5.6 Special Rules for MPKI Terms
- Terms and renewals of certificates obtained via the Provider are governed exclusively by the conditions of the respective certification authority and are independent of the term of the SaaS or on-premise contract.
- Termination of the contract with the Provider does not affect existing certificates. The Customer bears any fees of the certification authority until the respective expiry or effective termination vis-à-vis the certification authority.
§ 6 Customer Obligations
6.1 General Obligations
The Customer undertakes:
- to use the service only in compliance with applicable laws and in accordance with the contractual provisions and the Provider’s instructions;
- to keep access data such as passwords secure and protect them from unauthorized third-party access;
- not to send, store, or process unlawful content via the email system, in particular no content that
- violates applicable law or third-party rights,
- is pornographic, glorifies violence, discriminatory, or constitutes incitement of hatred,
- violates personal rights or calls for criminal acts.
6.2 Responsibility for Content
- The Customer is solely responsible for the content of emails sent, received, or stored via the service, as well as for all data processed with the service.
- The Provider does not monitor content and assumes no liability for its legality.
6.3 Use of the Message Portal and Disclosure to Third Parties
- The Customer may make messages stored in the message portal accessible to third parties only via the security mechanisms provided by the Provider (e.g., password protection, temporary links).
- The Customer must ensure that a data protection legal basis exists for disclosure to third parties. The Customer is obliged to fulfill all relevant information obligations pursuant to Arts. 13 and 14 GDPR vis-à-vis affected third parties, e.g., by providing notices upon first access.
- In case of suspected abusive use of access, the Customer must immediately take appropriate measures to block access.
- Responsibility for content, legality, and access sharing remains entirely with the Customer.
6.4 Security Obligations
- The Customer undertakes to protect all systems and devices in accordance with current IT security standards (e.g., firewalls, antivirus software, regular updates).

Stored items
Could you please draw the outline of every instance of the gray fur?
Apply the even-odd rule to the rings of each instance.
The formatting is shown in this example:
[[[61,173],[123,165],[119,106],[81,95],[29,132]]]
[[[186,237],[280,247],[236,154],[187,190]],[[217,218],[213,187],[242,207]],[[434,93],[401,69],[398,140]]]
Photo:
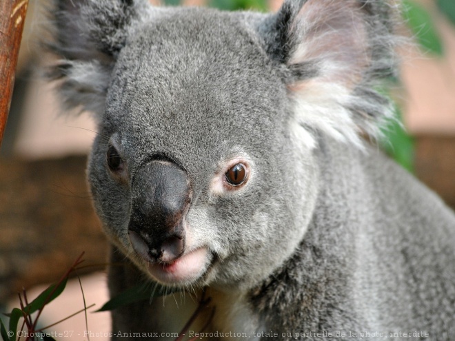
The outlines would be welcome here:
[[[454,213],[358,137],[390,115],[374,85],[395,70],[393,3],[290,0],[274,14],[139,0],[59,8],[54,74],[68,106],[99,122],[88,178],[113,245],[111,293],[154,283],[128,235],[132,203],[154,181],[136,176],[149,163],[184,170],[188,242],[209,251],[197,278],[167,283],[184,289],[175,300],[117,309],[114,333],[177,332],[205,288],[216,308],[205,331],[219,333],[208,339],[455,338]],[[120,170],[109,169],[110,145]],[[217,189],[236,158],[247,182]],[[332,334],[301,334],[310,332]]]

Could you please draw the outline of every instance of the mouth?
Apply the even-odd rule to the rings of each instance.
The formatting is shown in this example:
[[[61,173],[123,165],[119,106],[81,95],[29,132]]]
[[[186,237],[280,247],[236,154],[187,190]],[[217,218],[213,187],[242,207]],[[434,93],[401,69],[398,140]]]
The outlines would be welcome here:
[[[149,262],[147,269],[157,282],[163,285],[193,283],[207,271],[212,256],[205,247],[184,254],[170,262]]]

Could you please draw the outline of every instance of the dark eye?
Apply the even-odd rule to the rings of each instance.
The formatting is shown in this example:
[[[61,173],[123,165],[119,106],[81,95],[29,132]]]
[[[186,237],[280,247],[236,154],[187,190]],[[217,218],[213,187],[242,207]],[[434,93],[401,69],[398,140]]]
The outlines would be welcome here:
[[[120,157],[120,155],[119,155],[117,149],[112,145],[109,146],[107,158],[108,165],[110,168],[110,170],[118,171],[122,168],[123,161]]]
[[[247,171],[242,163],[237,163],[226,172],[226,180],[232,186],[238,186],[246,180]]]

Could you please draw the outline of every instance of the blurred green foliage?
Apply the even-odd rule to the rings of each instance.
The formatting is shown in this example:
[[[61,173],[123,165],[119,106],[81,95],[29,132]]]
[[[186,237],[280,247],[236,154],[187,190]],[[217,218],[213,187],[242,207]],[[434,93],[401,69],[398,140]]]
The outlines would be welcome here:
[[[209,5],[220,10],[256,10],[267,12],[267,3],[264,0],[210,0]]]
[[[455,0],[437,0],[436,5],[441,12],[455,25]]]
[[[403,5],[403,17],[421,48],[425,52],[442,56],[443,43],[431,14],[415,1],[404,0]]]

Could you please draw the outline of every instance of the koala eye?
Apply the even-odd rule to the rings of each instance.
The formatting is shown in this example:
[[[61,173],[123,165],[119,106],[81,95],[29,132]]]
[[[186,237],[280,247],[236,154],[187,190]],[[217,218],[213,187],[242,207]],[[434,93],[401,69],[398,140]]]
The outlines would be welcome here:
[[[119,155],[117,149],[112,145],[110,145],[109,149],[108,149],[107,159],[108,165],[110,170],[115,172],[121,170],[123,168],[123,161],[120,157],[120,155]]]
[[[230,185],[239,186],[247,178],[246,168],[243,163],[237,163],[226,172],[225,176]]]

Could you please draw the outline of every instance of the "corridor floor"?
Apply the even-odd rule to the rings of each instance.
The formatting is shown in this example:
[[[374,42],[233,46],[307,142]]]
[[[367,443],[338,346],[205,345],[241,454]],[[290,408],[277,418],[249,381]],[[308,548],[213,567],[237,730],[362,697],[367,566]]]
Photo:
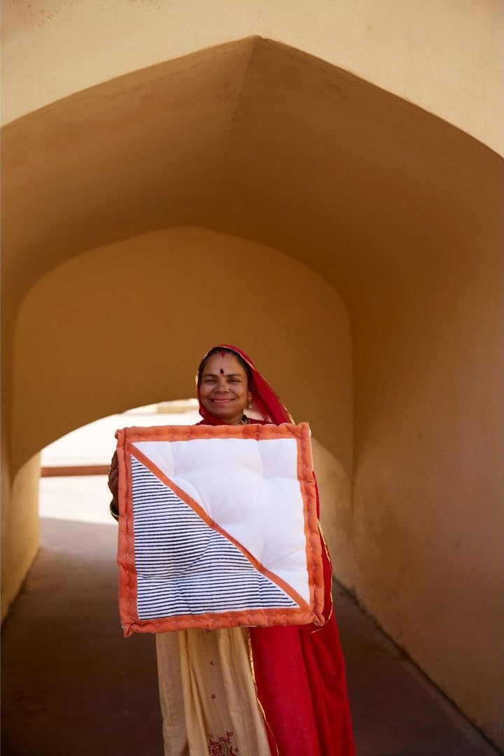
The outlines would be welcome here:
[[[2,636],[2,756],[162,756],[153,637],[124,639],[115,525],[42,519]],[[358,756],[497,753],[342,591]]]

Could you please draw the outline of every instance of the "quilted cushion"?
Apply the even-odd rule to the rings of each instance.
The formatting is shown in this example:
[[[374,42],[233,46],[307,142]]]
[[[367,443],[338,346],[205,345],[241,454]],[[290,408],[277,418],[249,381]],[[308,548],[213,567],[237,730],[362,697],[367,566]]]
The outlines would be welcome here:
[[[323,622],[307,423],[116,438],[125,635]]]

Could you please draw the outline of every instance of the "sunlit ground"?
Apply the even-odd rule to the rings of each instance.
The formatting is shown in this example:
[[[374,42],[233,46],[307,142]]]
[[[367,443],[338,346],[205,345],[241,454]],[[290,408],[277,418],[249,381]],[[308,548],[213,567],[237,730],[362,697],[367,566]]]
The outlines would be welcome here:
[[[118,428],[138,426],[193,425],[200,419],[196,400],[153,404],[123,414],[110,415],[62,436],[42,451],[42,466],[75,467],[108,465],[116,448]],[[165,407],[169,411],[160,411]],[[174,411],[179,409],[179,411]],[[61,476],[40,479],[41,517],[100,522],[116,527],[109,512],[107,476]]]

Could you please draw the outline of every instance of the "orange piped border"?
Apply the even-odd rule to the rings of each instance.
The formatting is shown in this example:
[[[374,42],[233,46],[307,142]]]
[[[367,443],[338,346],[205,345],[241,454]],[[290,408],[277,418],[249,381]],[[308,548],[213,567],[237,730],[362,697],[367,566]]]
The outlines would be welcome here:
[[[165,632],[194,627],[215,629],[239,625],[269,627],[274,624],[303,624],[314,622],[323,624],[323,570],[322,546],[317,517],[317,494],[312,469],[310,429],[306,423],[298,425],[283,423],[249,426],[160,426],[150,428],[125,428],[119,430],[117,438],[119,467],[119,530],[117,562],[119,566],[119,612],[125,636],[137,632]],[[307,569],[310,586],[310,606],[282,578],[261,565],[243,544],[240,544],[218,523],[191,497],[171,481],[139,449],[133,447],[142,441],[188,441],[194,438],[294,438],[298,447],[298,479],[304,503],[305,534],[306,538]],[[186,615],[140,620],[137,613],[137,581],[135,564],[135,533],[133,528],[133,502],[131,497],[131,457],[145,465],[162,482],[169,485],[211,528],[230,541],[256,569],[279,585],[298,604],[298,608],[242,610],[215,612],[205,615]]]

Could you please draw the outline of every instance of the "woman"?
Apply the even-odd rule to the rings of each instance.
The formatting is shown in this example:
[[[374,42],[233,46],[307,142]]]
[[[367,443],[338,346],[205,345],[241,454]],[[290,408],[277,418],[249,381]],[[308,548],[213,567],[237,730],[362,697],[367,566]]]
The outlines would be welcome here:
[[[292,422],[237,347],[212,349],[199,364],[196,385],[200,424]],[[116,494],[113,463],[111,490]],[[326,548],[323,560],[321,628],[235,627],[156,636],[165,756],[354,756]]]

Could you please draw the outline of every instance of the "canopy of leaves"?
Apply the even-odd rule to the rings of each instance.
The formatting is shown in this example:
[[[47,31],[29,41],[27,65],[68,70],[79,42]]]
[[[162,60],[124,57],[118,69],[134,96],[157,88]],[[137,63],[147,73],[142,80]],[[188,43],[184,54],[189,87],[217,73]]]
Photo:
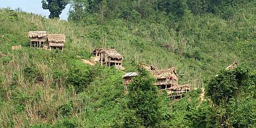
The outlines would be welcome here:
[[[66,0],[42,0],[42,7],[49,10],[49,18],[60,18],[61,12],[68,4]]]

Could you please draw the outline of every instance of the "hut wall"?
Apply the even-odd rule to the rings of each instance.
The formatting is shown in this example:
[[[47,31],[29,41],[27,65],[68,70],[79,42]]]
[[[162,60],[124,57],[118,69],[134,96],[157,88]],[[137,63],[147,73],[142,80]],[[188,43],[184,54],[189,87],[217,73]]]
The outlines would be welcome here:
[[[173,79],[157,79],[155,85],[172,85],[175,84],[175,80]]]

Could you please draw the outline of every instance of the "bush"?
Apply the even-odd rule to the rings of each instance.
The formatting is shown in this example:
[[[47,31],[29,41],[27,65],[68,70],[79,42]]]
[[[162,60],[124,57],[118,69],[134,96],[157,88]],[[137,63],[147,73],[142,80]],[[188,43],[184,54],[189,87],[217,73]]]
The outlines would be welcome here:
[[[52,127],[74,128],[78,127],[78,123],[76,119],[65,118],[53,125]]]
[[[69,68],[67,80],[77,93],[83,91],[91,82],[91,75],[88,66],[80,61],[77,61]]]
[[[57,108],[58,116],[71,117],[73,114],[74,104],[72,101],[60,105]]]
[[[26,79],[29,80],[35,80],[37,77],[40,77],[39,71],[34,67],[28,67],[24,69],[24,76]]]

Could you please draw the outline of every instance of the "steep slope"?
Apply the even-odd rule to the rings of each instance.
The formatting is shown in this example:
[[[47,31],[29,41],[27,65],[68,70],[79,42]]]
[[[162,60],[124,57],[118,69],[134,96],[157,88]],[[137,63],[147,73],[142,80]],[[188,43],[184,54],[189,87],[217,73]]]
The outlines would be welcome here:
[[[228,20],[212,14],[188,14],[177,28],[170,29],[156,23],[122,20],[85,25],[1,10],[0,127],[120,125],[126,102],[123,73],[89,66],[77,58],[89,59],[95,48],[116,49],[125,58],[126,71],[135,71],[140,62],[158,68],[176,66],[178,74],[184,74],[180,80],[208,78],[234,61],[255,69],[255,10],[241,9]],[[31,49],[29,38],[22,34],[29,30],[65,34],[66,49]],[[19,44],[21,49],[11,50]],[[188,94],[193,98],[190,105],[200,102],[198,91]],[[173,126],[186,121],[188,98],[173,106],[173,122],[177,123]]]

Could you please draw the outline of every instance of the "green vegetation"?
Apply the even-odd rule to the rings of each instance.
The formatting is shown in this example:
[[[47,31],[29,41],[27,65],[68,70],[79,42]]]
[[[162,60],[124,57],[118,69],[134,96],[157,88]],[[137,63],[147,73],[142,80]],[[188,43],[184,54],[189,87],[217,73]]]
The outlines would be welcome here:
[[[71,3],[68,21],[0,10],[0,127],[255,127],[254,1]],[[64,50],[30,49],[29,30],[64,34]],[[77,57],[99,48],[115,49],[124,71],[139,73],[128,94],[123,71]],[[242,66],[223,70],[234,61]],[[139,63],[175,66],[180,81],[204,79],[206,96],[198,89],[169,101]]]
[[[42,1],[42,7],[44,9],[49,10],[49,18],[60,18],[62,10],[68,4],[66,0],[47,0],[46,1],[45,0]]]

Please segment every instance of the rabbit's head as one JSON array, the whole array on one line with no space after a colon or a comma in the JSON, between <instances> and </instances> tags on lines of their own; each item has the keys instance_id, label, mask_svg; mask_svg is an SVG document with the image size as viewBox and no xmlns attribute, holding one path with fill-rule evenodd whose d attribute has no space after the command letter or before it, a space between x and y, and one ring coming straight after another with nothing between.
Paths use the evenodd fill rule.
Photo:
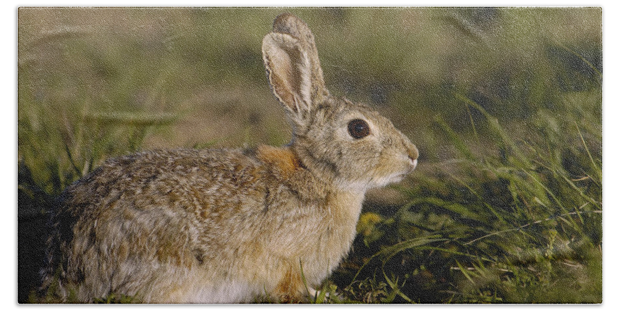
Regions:
<instances>
[{"instance_id":1,"label":"rabbit's head","mask_svg":"<svg viewBox=\"0 0 617 312\"><path fill-rule=\"evenodd\" d=\"M272 92L293 128L290 145L320 179L364 191L399 182L415 168L417 148L389 119L330 95L315 39L302 20L277 17L262 52Z\"/></svg>"}]
</instances>

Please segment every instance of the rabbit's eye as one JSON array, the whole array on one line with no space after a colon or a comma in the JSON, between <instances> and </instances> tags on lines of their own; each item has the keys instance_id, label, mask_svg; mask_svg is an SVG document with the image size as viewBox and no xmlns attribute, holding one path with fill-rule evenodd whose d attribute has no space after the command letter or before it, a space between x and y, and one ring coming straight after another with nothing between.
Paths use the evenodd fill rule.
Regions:
<instances>
[{"instance_id":1,"label":"rabbit's eye","mask_svg":"<svg viewBox=\"0 0 617 312\"><path fill-rule=\"evenodd\" d=\"M347 124L347 131L354 138L362 138L370 134L368 124L362 119L354 119Z\"/></svg>"}]
</instances>

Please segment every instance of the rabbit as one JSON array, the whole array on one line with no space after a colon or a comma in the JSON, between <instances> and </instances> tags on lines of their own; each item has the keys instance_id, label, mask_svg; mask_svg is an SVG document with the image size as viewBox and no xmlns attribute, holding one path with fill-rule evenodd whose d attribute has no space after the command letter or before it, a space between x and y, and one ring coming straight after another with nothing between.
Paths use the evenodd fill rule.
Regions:
<instances>
[{"instance_id":1,"label":"rabbit","mask_svg":"<svg viewBox=\"0 0 617 312\"><path fill-rule=\"evenodd\" d=\"M159 303L314 292L349 252L366 191L400 181L418 151L369 106L331 95L299 18L276 17L262 53L291 142L106 161L57 199L41 291Z\"/></svg>"}]
</instances>

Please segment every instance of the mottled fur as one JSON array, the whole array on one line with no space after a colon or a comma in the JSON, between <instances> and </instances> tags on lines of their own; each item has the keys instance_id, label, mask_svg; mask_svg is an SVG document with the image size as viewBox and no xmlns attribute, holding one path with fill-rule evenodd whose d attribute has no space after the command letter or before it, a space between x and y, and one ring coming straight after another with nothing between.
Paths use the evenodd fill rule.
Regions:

§ **REQUIREMENT A**: Translate this sentence from the contract terms into Spanish: "The Provider does not monitor content and assumes no liability for its legality."
§ **REQUIREMENT B**: Do these statements agree with the contract terms? For each, answer yes or no and quote the deciding words. (i) The Customer may make portal messages accessible to third parties by any means it chooses. (ii) Ending the contract with the Provider leaves existing certificates unaffected. (iii) The Provider monitors the content of emails.
§ **REQUIREMENT C**: Reproduce the contract terms between "6.2 Responsibility for" and "for its legality.", inclusive, substituting "platform" for "service".
Work only from the contract terms, not from the rows.

§ **TASK RESULT A**: El Proveedor no supervisa el contenido y no asume ninguna responsabilidad por su legalidad.

§ **TASK RESULT B**:
(i) No: "only via the security mechanisms provided by the Provider"
(ii) Yes: "Termination of the contract with the Provider does not affect existing certificates."
(iii) No: "The Provider does not monitor content"

§ **TASK RESULT C**:
6.2 Responsibility for Content
- The Customer is solely responsible for the content of emails sent, received, or stored via the platform, as well as for all data processed with the platform.
- The Provider does not monitor content and assumes no liability for its legality.